= Excerpt =
■ ■ ■

Statistical analysis
We performed an agglomerative hierarchical clustering with the Ward
minimum-variance method to group comorbidity variables and identify
aggregated conditions. We used the hclust function in R with the
dissimilarity matrix defined by the Kendall distance, assuming variables
were not parametric (Figure 2) [13]. The previously pre-specified
dichotomous variables (COPD, dyslipidemia, liver disease, dementia, and
stroke) were assigned a value of one when a given comorbidity was
present and zero when it was absent. Categorical variables, such as
stroke and arrhythmia, took their values depending on their respective
categories. In the case of stroke, the following values were assigned:
absent = 0, transitory ischemic accident = 1, hemorrhagic stroke = 2,
cardioembolic stroke = 3 and atherothrombotic stroke = 4. In the case of
arrhythmia, they were: sinus rhythm = 0, atrial fibrillation or flutter
(AF/flutter) = 1, atrioventricular block = 2, and other = 3. Finally,
the quantitative pre-specified variables (BMI, eGFR, LVEF, hemoglobin
and SBP) retained their numerical value.
Bootstrap resampling techniques (n = 1000) were used to assess
reproducibility for each hierarchical cluster, applying the pvclust
function in R [14]. We computed the bootstrap probability (BP) value
which corresponds to the frequency with which the cluster is identified
in bootstrap copies, and the approximately unbiased (AU) probability
values by multiscale bootstrap resampling (Figure 2). Clusters with AU ≥
95% are considered to be strongly supported by data.
Once the clusters were built, we performed univariate comparisons
between them. Quantitative variables were expressed as mean +/- standard
deviation if normal, and median +/- interquartile range if not normal.

■ ■ ■

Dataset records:
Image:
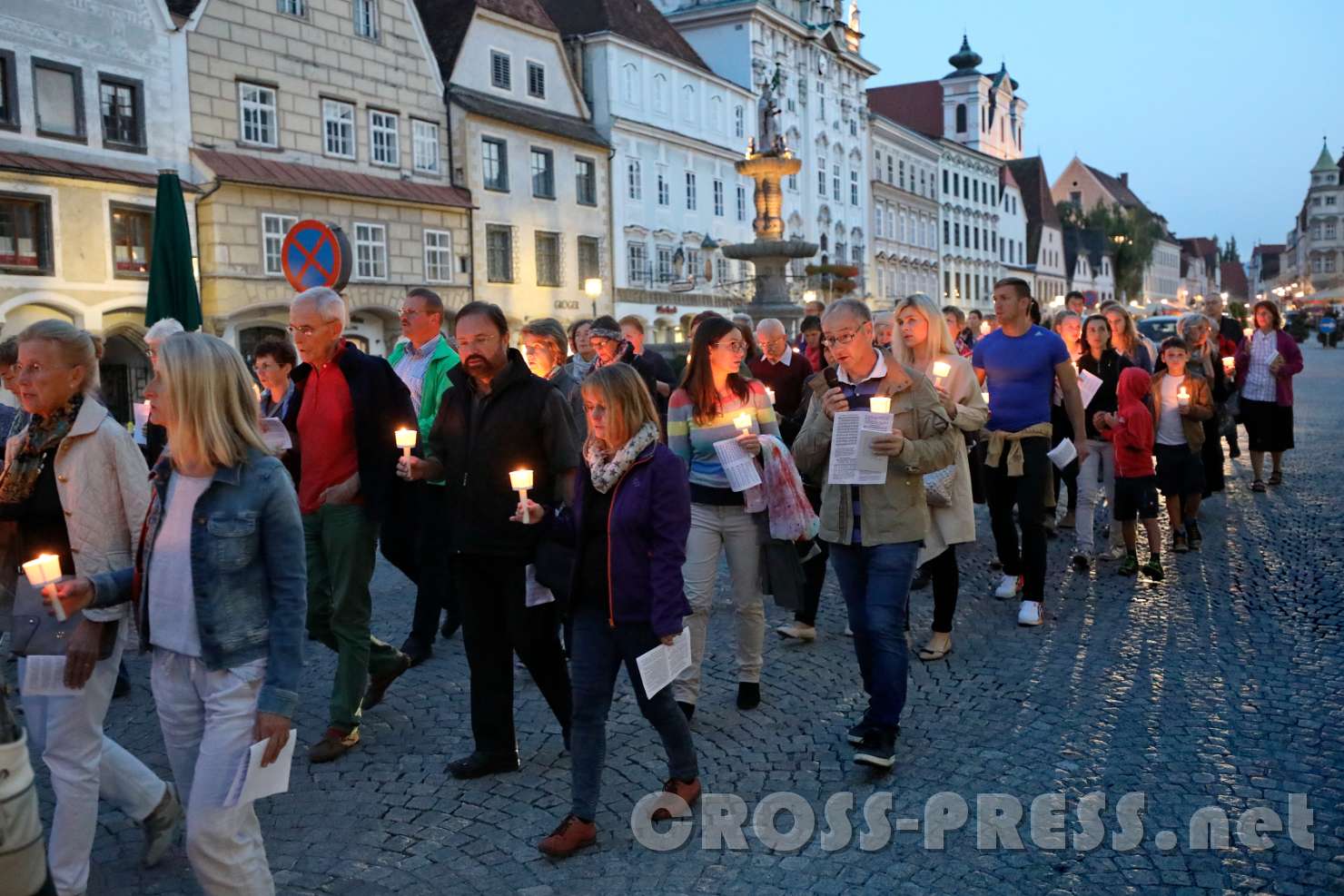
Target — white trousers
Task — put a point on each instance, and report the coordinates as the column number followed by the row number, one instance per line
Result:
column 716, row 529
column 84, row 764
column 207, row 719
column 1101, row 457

■ ■ ■

= Tasks and exercises =
**1.** According to the statistical analysis text, what AU value must a cluster reach to be considered strongly supported by the data?
**2.** Write the next part of the statistical analysis text, continuing after its final sentence.

= Answers by task =
**1.** An AU value of at least 95% (AU ≥ 95%).

**2.**
The clusters were compared for various numeric parameters by one-way
analysis of variance and by the post hoc Tukey’s test for multiple
comparisons. If the variables were not normal, we used the
Kruskal-Wallis test. Qualitative variables were expressed as absolute
number and percentage. Study groups were compared using the Chi-squared
test.
Finally, a Cox proportional-hazard model was used to examine the
association between the clusters and time to hospitalization and death.
The model covariates were selected a priori based on previous prognostic
reports and clinical experience, and variables which were significant in
the initial univariate comparisons were also included. Cumulative curves
were estimated by the Kaplan-Meier method and compared by log-rank
testing. A p value of < 0.05 was considered significant.
Analyses were performed using the SPSS and R programs.
RESULTS
A total of 1,934 patients were analyzed: 907 had T2DM (39.1% men, mean
age 78.4+/-7.6 years) and 1,027 did not (39.9% men, mean age 81.4+/-
7.6 years). The most prevalent comorbidities were dyslipidemia (52.4%),
AF/flutter (67.4%), and COPD (24.9%). The similarity matrix and
significance by variable in the clusters are shown in figure 2.